Data in this exercise =
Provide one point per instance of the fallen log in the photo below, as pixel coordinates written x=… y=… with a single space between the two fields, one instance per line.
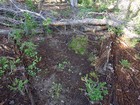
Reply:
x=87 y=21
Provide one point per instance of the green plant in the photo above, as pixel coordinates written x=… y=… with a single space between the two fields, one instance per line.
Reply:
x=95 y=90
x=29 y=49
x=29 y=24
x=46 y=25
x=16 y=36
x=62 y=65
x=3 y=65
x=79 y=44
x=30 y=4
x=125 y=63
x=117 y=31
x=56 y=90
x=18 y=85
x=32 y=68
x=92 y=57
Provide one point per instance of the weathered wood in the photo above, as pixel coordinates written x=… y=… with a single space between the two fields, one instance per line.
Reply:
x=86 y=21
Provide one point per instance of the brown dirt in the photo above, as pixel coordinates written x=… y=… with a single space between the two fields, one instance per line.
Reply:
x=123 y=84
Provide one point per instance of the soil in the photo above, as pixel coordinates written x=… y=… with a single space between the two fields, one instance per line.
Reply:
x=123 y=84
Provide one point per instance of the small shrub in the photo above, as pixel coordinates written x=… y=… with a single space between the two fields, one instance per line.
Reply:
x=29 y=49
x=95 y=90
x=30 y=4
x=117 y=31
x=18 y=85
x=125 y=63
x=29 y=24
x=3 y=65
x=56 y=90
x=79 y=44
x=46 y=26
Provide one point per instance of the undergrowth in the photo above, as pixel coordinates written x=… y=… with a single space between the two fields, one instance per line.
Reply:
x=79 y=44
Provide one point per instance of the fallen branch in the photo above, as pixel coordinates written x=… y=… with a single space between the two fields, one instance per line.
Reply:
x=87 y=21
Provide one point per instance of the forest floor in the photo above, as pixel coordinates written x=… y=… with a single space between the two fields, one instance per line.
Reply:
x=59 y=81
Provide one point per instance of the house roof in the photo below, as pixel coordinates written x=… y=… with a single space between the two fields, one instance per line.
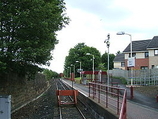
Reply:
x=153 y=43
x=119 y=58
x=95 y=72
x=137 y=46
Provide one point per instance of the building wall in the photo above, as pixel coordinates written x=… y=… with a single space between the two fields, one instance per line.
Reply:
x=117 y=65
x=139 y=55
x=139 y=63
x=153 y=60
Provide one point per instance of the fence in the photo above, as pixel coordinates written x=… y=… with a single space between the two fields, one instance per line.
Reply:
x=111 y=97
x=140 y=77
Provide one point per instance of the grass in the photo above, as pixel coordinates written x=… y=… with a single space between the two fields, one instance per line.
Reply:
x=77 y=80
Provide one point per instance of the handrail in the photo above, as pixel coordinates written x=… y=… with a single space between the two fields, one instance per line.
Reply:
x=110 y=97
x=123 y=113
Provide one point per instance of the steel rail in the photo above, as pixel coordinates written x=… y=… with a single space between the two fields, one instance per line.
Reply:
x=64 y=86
--
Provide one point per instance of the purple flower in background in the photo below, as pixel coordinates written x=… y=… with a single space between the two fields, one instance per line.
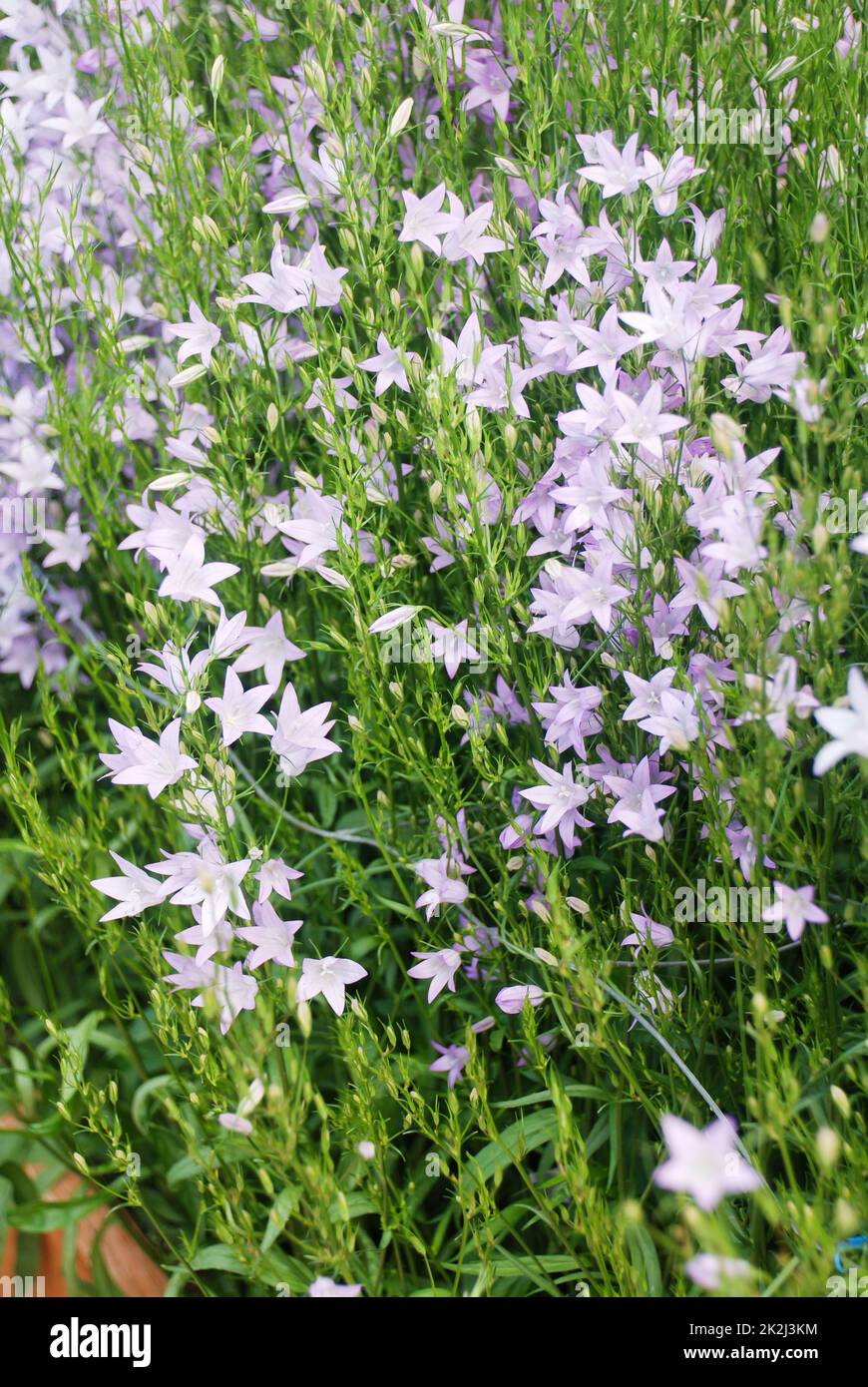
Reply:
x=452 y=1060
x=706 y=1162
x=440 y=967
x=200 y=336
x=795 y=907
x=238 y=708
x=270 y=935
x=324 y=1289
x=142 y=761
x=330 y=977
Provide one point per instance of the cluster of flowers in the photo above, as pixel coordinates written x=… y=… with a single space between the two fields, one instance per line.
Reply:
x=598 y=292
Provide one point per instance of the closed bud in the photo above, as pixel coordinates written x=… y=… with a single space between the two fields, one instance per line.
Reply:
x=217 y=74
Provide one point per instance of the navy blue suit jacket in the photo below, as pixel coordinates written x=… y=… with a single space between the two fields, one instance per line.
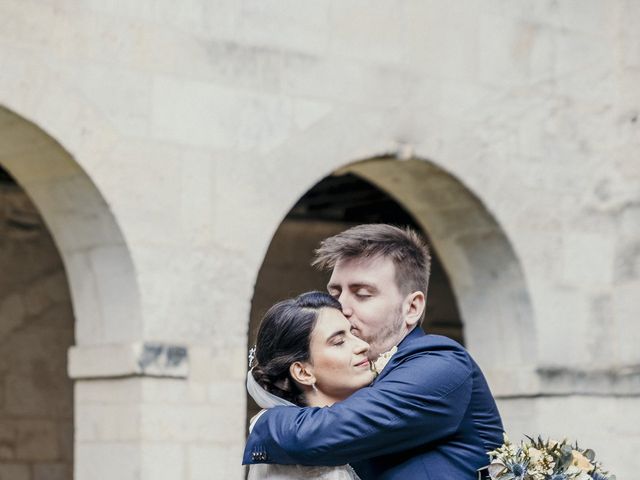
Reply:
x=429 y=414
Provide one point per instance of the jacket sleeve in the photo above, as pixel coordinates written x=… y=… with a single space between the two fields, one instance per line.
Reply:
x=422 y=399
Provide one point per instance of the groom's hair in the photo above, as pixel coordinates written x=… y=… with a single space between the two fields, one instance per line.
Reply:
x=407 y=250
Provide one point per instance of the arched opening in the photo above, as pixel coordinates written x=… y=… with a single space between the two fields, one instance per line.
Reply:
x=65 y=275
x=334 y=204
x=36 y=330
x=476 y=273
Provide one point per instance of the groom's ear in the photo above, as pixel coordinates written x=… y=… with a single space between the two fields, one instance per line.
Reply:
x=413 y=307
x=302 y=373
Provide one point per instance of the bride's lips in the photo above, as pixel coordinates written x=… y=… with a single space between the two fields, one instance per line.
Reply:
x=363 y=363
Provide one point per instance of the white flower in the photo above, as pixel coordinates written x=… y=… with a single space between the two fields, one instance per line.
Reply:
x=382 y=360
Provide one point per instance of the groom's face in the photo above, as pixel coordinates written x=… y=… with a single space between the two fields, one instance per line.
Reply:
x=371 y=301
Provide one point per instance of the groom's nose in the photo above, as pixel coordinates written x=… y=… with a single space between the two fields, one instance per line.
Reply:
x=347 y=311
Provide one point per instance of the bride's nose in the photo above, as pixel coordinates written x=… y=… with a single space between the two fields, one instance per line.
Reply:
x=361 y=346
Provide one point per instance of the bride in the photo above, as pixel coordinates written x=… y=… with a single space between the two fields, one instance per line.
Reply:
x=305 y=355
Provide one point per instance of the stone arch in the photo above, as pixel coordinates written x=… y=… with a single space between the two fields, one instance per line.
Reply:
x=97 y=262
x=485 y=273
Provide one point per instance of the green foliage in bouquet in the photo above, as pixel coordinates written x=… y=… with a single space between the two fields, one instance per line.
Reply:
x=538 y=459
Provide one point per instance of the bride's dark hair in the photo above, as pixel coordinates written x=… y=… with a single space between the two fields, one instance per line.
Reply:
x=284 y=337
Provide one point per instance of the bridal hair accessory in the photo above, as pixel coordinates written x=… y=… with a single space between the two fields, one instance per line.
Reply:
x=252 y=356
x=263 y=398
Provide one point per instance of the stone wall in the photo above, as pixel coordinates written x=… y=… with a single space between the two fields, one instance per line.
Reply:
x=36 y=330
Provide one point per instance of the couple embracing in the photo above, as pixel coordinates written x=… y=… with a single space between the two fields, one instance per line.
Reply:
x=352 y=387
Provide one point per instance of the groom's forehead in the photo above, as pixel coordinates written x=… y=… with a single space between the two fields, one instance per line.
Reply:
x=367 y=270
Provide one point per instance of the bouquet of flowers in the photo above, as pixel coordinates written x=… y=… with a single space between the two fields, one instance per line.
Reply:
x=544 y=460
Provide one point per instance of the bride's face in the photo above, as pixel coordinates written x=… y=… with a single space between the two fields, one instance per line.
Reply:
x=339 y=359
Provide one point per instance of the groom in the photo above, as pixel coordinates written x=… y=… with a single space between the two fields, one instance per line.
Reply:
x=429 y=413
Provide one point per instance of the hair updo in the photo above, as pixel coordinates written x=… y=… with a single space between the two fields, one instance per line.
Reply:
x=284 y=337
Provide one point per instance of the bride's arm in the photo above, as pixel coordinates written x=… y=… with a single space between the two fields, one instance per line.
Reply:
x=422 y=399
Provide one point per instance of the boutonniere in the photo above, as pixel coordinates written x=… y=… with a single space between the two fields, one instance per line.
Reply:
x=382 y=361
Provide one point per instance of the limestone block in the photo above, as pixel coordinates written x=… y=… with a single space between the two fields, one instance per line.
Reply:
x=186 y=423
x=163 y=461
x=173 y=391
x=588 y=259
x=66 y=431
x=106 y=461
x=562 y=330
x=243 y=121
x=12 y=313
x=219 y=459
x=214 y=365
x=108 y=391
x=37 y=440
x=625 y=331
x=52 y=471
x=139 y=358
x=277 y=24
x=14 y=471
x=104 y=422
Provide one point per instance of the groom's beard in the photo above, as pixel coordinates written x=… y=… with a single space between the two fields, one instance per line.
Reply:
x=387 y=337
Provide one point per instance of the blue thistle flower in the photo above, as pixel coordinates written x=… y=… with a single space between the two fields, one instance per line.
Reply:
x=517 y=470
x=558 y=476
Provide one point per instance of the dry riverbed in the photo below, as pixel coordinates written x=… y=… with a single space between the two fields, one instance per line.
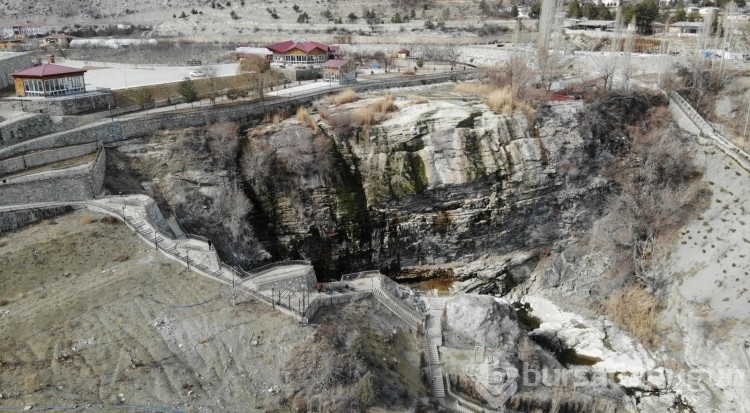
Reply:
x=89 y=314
* * *
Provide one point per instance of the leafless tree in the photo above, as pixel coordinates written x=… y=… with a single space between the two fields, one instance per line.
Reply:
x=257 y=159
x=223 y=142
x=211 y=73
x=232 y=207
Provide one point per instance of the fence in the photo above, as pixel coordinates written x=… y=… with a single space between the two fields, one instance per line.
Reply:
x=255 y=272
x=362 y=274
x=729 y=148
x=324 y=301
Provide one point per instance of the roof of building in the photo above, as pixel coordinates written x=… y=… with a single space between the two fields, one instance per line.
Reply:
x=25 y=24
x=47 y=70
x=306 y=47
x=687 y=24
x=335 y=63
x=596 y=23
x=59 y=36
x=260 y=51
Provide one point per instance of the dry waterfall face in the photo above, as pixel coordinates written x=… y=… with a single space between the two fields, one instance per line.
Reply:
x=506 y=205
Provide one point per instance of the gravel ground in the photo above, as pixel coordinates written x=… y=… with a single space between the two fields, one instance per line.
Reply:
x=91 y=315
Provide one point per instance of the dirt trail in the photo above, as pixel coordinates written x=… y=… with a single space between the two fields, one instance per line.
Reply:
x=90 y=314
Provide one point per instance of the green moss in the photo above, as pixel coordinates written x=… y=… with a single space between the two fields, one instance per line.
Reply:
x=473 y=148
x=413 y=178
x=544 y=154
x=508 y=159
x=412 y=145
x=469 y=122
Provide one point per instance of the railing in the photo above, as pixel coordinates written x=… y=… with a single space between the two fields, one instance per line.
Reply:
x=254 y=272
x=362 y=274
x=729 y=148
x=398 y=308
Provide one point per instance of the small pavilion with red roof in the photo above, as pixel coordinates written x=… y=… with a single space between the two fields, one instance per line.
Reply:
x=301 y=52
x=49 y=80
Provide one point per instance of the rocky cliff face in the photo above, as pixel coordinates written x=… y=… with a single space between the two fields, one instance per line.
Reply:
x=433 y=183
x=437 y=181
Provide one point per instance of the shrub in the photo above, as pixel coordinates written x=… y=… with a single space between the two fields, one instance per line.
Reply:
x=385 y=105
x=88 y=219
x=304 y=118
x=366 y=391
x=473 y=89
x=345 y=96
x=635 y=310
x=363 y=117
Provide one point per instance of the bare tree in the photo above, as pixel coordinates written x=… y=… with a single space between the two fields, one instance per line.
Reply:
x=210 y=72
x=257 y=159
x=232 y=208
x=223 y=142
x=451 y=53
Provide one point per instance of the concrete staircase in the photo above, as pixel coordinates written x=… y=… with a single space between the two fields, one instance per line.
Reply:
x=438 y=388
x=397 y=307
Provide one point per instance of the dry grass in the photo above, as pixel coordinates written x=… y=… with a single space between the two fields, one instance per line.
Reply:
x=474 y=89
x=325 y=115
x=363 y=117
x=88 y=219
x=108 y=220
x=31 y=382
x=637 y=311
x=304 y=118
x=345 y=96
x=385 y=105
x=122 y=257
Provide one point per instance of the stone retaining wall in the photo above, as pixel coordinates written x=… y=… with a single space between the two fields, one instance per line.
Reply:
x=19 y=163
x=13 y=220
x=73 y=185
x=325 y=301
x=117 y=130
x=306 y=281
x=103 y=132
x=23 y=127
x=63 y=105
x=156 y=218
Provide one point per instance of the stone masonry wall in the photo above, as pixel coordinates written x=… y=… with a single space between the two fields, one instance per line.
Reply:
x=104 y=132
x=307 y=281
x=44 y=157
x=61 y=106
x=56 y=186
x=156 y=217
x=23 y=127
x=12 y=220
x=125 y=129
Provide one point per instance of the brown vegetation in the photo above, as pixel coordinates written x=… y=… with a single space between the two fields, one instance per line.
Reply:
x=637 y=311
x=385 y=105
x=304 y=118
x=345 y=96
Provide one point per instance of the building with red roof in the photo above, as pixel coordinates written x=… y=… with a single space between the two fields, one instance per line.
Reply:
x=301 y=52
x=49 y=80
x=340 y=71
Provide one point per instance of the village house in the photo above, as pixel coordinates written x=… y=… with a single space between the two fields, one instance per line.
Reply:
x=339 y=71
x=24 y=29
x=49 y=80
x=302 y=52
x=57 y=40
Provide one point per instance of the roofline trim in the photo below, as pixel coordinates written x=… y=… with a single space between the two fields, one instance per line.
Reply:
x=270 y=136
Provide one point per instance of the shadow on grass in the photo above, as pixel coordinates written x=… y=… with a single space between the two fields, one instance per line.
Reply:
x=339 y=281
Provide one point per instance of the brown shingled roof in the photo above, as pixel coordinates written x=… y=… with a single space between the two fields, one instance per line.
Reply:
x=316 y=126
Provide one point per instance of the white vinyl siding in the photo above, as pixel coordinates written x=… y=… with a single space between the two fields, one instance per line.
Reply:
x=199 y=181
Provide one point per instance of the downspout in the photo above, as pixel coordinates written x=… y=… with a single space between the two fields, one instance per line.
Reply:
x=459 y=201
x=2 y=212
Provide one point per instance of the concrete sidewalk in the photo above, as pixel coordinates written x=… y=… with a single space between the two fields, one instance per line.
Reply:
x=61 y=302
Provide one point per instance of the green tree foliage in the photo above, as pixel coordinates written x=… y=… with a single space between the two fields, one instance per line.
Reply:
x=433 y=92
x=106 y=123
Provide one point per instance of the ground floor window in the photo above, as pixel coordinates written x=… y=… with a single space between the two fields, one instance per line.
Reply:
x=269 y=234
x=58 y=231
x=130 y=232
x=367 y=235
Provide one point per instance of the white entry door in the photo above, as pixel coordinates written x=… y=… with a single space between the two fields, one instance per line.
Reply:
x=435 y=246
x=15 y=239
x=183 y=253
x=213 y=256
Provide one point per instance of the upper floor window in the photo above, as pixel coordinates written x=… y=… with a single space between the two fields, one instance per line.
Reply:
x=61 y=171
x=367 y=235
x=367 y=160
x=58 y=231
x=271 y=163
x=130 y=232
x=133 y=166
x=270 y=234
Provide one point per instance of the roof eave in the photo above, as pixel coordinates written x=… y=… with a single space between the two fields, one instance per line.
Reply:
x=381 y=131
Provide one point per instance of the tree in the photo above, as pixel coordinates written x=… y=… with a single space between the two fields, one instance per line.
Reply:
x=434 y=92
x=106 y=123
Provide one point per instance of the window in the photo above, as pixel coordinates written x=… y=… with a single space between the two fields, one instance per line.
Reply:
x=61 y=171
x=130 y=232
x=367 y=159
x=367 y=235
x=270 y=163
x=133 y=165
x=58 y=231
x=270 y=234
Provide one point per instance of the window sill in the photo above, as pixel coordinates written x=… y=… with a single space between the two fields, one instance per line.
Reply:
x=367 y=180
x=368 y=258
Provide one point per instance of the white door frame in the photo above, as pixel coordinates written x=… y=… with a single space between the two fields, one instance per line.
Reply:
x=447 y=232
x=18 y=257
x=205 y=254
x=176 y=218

Stated task = Render the record lines between the line holding "Provide one point per instance of the bride's arm" and the line holding "x=382 y=361", inclusive, as a Markdown table with the columns Row and Record line, leaving out blank lines.

Task answer =
| Row | Record line |
|---|---|
| 1 | Provide one point per instance of the bride's arm in the photo above, as pixel coordinates written x=… y=… with a single space between the two fields, one instance per line. |
| 2 | Reply: |
| 3 | x=422 y=399 |
| 4 | Provide one point per instance of the boutonniere in the photo above, as pixel coordinates written x=… y=… with a single space between the two fields, one instance per line. |
| 5 | Reply: |
| 6 | x=382 y=361 |